_Task_: Render every line of the records below as a Markdown table with the columns "Row" and "Entry". Put the row number in the first column and the line in the second, and leave out blank lines.

★ ★ ★ ★ ★ ★ ★

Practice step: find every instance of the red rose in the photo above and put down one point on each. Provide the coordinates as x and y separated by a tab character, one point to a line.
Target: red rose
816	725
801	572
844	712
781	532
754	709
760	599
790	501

★ ★ ★ ★ ★ ★ ★

_Task answer_:
| Row | Entry |
|---|---|
| 1 | Practice step: find every instance of the red rose in the photo above and put down one point on each. Provide the coordinates as x and y separated by a tab character, one point to a line. |
| 2 | Target: red rose |
| 3 | 816	725 |
| 4 | 801	572 |
| 5 | 844	712 |
| 6 | 781	532 |
| 7 | 754	709 |
| 8 | 760	599 |
| 9 | 790	501 |